[Stored data entries]
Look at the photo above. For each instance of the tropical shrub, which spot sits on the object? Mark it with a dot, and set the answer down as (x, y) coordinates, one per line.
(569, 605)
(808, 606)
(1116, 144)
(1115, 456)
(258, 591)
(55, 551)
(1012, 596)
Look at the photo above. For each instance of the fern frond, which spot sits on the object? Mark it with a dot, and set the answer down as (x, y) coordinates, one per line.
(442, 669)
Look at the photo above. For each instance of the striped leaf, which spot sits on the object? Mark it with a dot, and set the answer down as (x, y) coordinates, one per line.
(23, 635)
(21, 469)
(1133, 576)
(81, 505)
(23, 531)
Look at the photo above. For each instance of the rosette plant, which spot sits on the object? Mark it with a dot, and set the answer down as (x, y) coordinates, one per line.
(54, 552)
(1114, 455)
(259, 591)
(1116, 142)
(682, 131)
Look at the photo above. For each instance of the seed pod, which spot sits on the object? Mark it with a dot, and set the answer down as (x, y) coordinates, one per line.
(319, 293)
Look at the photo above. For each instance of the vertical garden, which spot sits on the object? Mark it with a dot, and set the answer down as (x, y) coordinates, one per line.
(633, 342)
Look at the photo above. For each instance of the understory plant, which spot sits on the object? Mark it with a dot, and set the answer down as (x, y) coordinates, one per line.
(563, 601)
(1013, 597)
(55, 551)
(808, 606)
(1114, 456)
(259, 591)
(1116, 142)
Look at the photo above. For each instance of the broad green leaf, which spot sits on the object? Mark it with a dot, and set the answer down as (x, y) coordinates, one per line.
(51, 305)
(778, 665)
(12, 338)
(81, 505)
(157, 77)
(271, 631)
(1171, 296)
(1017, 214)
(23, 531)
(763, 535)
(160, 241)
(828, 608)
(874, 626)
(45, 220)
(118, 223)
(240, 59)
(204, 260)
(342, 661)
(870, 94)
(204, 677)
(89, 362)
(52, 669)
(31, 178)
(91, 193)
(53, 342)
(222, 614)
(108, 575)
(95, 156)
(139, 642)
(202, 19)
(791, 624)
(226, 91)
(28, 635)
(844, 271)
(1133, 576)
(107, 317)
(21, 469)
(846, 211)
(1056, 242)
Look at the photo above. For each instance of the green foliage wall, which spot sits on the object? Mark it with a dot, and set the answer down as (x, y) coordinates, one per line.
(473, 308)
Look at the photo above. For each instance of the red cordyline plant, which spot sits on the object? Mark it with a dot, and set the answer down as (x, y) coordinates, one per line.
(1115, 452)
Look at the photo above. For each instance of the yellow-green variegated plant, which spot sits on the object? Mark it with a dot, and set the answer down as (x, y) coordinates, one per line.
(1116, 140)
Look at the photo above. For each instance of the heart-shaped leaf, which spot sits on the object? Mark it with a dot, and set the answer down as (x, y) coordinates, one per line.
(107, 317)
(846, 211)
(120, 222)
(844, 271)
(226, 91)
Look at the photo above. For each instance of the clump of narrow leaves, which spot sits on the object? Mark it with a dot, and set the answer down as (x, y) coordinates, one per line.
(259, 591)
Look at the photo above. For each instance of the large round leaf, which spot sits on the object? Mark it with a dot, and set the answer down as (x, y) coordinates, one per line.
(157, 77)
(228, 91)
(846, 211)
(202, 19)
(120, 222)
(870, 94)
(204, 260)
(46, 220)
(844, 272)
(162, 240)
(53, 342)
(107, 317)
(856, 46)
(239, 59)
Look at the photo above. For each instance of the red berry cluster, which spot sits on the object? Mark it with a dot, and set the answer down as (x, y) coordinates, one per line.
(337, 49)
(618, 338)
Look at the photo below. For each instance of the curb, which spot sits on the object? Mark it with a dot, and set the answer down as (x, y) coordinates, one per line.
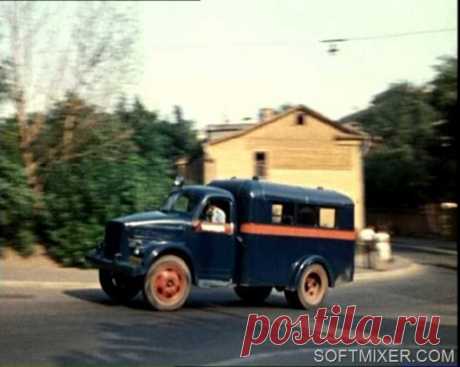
(440, 251)
(384, 274)
(48, 284)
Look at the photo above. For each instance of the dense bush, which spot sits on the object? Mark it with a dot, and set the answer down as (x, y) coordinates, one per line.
(16, 207)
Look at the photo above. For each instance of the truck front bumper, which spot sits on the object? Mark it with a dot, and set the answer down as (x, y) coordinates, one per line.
(96, 257)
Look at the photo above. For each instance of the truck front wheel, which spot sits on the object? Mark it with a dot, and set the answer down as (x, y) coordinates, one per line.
(311, 288)
(167, 283)
(118, 287)
(253, 294)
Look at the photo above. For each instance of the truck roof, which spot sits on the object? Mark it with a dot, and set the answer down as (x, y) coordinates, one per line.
(267, 190)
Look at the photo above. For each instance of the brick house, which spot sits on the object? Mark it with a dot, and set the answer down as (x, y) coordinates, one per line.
(298, 147)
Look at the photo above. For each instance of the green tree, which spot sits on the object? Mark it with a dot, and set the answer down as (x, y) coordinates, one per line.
(16, 198)
(398, 172)
(444, 100)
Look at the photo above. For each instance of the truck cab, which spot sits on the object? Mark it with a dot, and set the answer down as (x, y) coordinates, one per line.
(267, 235)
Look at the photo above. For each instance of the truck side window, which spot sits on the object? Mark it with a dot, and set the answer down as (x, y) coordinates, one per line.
(327, 217)
(221, 204)
(307, 215)
(283, 213)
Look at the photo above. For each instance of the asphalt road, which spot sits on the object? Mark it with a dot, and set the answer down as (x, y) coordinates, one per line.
(81, 326)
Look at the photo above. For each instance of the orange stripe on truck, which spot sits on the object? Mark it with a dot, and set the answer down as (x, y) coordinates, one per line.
(283, 230)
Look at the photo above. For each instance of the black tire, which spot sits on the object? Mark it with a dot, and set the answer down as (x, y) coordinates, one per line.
(167, 284)
(253, 295)
(118, 287)
(311, 289)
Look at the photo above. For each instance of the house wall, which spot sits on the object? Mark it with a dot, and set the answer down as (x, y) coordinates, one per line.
(307, 155)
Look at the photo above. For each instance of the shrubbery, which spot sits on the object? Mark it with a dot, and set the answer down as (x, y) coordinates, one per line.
(93, 181)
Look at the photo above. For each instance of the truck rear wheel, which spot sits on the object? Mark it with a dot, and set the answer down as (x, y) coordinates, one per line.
(167, 283)
(118, 287)
(311, 289)
(253, 294)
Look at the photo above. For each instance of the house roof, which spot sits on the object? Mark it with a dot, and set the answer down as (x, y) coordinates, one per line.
(353, 134)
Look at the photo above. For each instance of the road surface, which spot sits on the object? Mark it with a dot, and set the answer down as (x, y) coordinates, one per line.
(81, 326)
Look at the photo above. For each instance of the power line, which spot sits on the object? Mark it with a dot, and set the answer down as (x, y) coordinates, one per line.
(334, 41)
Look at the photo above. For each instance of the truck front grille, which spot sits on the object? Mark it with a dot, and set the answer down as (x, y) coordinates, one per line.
(113, 238)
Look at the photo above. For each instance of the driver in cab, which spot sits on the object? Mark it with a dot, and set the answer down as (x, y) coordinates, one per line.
(215, 215)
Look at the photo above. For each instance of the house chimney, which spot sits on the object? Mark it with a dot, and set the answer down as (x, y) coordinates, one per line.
(266, 114)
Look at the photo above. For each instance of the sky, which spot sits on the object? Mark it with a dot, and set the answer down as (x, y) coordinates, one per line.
(223, 60)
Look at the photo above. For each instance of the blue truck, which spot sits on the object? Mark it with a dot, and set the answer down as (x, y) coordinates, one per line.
(298, 240)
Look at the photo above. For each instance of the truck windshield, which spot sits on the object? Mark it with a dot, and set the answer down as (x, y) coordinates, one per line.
(181, 202)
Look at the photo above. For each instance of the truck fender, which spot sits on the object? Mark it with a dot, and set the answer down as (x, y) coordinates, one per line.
(178, 249)
(298, 266)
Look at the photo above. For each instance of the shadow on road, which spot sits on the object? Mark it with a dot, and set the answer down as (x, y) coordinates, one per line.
(198, 299)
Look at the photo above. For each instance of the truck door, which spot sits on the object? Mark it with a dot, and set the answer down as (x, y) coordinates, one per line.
(213, 242)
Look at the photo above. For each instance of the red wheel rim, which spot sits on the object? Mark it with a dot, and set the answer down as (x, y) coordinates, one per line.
(169, 283)
(313, 288)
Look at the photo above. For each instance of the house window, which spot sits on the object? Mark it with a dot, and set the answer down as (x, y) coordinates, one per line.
(300, 119)
(260, 164)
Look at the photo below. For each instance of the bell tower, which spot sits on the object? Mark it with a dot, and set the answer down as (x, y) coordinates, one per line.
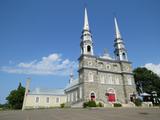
(120, 50)
(86, 38)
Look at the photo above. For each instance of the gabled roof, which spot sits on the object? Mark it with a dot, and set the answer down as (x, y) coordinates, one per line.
(40, 91)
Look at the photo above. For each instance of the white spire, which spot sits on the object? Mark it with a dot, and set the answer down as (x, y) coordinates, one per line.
(117, 32)
(71, 75)
(86, 24)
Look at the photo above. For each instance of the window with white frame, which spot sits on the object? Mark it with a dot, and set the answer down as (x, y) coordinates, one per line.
(102, 78)
(72, 97)
(110, 81)
(90, 77)
(117, 81)
(47, 99)
(37, 99)
(80, 92)
(57, 100)
(75, 95)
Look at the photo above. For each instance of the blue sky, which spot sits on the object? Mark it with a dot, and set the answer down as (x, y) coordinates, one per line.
(40, 38)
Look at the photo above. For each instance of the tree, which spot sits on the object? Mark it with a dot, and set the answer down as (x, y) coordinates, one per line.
(147, 80)
(15, 98)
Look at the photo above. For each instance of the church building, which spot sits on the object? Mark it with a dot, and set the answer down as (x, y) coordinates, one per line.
(101, 78)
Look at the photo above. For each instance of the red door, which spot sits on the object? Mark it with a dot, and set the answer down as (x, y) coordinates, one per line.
(111, 97)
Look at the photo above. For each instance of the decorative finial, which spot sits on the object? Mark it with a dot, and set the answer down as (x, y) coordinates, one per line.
(86, 24)
(117, 32)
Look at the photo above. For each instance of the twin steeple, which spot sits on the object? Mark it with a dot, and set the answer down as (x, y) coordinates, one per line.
(87, 43)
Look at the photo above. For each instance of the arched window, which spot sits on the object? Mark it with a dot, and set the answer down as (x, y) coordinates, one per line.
(110, 94)
(88, 48)
(90, 77)
(93, 96)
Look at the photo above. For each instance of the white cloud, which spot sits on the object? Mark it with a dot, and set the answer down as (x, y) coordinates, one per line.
(50, 65)
(153, 67)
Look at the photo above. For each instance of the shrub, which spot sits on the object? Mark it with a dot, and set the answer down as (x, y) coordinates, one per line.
(117, 105)
(138, 102)
(89, 104)
(100, 104)
(62, 105)
(92, 104)
(85, 104)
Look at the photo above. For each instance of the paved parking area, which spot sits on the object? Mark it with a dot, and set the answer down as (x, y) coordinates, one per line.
(84, 114)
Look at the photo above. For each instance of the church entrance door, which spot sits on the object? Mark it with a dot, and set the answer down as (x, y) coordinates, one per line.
(92, 96)
(111, 95)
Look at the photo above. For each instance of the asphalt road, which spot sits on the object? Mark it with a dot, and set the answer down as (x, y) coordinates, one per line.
(84, 114)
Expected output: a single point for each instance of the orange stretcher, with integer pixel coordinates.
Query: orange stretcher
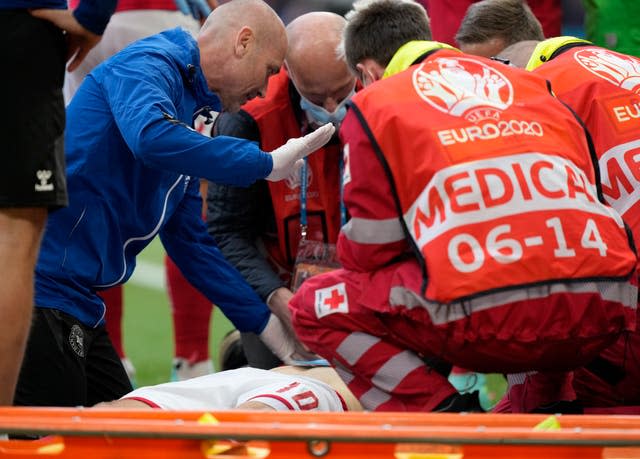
(70, 433)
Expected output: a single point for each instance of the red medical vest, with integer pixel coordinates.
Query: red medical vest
(277, 123)
(493, 178)
(603, 87)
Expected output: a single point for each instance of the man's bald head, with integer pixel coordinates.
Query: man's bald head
(238, 13)
(242, 43)
(519, 53)
(317, 70)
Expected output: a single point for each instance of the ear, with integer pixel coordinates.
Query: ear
(369, 71)
(244, 40)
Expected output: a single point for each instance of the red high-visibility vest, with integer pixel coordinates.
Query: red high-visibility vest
(493, 178)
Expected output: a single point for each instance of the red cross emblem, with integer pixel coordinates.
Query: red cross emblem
(335, 301)
(331, 300)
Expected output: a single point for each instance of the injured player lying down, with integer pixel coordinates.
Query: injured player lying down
(286, 388)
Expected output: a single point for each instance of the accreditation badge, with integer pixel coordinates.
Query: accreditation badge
(314, 257)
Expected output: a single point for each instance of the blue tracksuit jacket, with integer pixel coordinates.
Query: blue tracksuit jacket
(132, 160)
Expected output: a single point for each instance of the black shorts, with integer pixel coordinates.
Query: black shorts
(32, 114)
(67, 363)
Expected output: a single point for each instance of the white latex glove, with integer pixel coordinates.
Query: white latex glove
(282, 343)
(289, 158)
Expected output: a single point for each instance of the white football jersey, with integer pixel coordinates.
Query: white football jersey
(228, 389)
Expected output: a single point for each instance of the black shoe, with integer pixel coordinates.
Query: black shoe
(459, 403)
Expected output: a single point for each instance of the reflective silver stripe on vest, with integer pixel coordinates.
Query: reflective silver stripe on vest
(355, 345)
(369, 231)
(373, 398)
(440, 313)
(395, 370)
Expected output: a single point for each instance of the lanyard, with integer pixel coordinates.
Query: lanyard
(303, 198)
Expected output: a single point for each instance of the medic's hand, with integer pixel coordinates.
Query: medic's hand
(283, 343)
(199, 9)
(289, 158)
(79, 40)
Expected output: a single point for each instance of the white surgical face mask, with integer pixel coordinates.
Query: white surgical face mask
(319, 115)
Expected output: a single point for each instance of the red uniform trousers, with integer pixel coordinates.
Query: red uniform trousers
(378, 332)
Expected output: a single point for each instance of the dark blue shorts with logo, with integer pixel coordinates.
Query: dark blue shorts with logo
(32, 118)
(67, 363)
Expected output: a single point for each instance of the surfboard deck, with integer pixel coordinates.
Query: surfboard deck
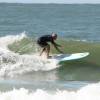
(66, 57)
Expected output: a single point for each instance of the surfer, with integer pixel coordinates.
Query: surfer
(43, 43)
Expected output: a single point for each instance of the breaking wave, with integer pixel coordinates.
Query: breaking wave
(89, 92)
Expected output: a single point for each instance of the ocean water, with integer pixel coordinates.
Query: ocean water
(25, 76)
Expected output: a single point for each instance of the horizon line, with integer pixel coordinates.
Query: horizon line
(42, 3)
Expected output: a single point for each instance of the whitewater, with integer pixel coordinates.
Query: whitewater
(89, 92)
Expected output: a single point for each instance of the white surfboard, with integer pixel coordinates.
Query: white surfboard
(66, 57)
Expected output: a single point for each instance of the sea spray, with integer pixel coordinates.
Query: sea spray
(89, 92)
(12, 64)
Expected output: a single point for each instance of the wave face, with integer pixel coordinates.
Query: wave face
(19, 56)
(13, 63)
(89, 92)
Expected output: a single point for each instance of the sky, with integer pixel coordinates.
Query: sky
(51, 1)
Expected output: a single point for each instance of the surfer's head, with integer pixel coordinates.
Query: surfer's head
(54, 36)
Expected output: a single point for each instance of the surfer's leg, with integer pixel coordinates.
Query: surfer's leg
(47, 50)
(42, 51)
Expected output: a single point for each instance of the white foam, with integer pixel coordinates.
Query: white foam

Required work> Render the records as a numbered list, from the first line through the line containing "(1056, 242)", including that line and leaving out any blank lines.

Problem solution>
1. Look at the photo above. For each instance of the tropical shrub, which spot sits on the object? Mark it with a dot, and set the answer down as (x, y) coordinates, one per line.
2. (569, 605)
3. (808, 606)
4. (1116, 144)
5. (1115, 456)
6. (258, 591)
7. (55, 551)
8. (1012, 596)
9. Look at the photo above. For each instance of the fern frond, which spot sits on the object? Mark it with a dot, and set the answer down as (x, y) coordinates, one per line.
10. (442, 669)
11. Look at the photo above. For each instance of the striped leaf, which spot sits on the object? Mark it with a dot, and set the answer down as (x, y) coordinates, one per line.
12. (23, 635)
13. (21, 469)
14. (1133, 576)
15. (81, 505)
16. (23, 531)
17. Look at the photo above. For each instance of the rosette plant, which spot sits on the object? Mark it with a dot, and set the answer down as (x, y) coordinates, one per line.
18. (54, 552)
19. (1114, 455)
20. (259, 591)
21. (1116, 142)
22. (682, 131)
23. Look at the photo above. For each instance of the seed pod, which spot sits on the object? Mark it with a dot, and set the answer down as (x, y) coordinates, one per line.
24. (319, 293)
25. Look at the photo above. For each instance of the vertical garden, which spot sits on the object? Mark it with a dot, and set the answer down as (x, y) coordinates, one per line.
26. (633, 342)
27. Look at the photo above. For each instance of the understory plant, which spot sits on the object? Mark it with a dot, and set the answer down as (x, y) coordinates, one per line.
28. (563, 601)
29. (1013, 597)
30. (55, 551)
31. (808, 606)
32. (1114, 456)
33. (259, 591)
34. (1116, 142)
35. Look at the photo above. For each instance of the broad green leaf, which spot sits on the object? Mark it with a dot, and set the answer down as (x, y) coordinates, one per line.
36. (51, 305)
37. (778, 665)
38. (12, 338)
39. (81, 505)
40. (157, 77)
41. (271, 631)
42. (1171, 296)
43. (1017, 214)
44. (23, 531)
45. (763, 535)
46. (160, 241)
47. (828, 608)
48. (874, 626)
49. (45, 220)
50. (118, 223)
51. (240, 59)
52. (204, 260)
53. (342, 661)
54. (870, 94)
55. (204, 677)
56. (89, 362)
57. (52, 669)
58. (31, 178)
59. (91, 193)
60. (53, 342)
61. (222, 614)
62. (108, 575)
63. (95, 156)
64. (139, 642)
65. (202, 19)
66. (791, 624)
67. (226, 91)
68. (28, 635)
69. (844, 271)
70. (1133, 576)
71. (107, 317)
72. (21, 469)
73. (846, 211)
74. (1056, 242)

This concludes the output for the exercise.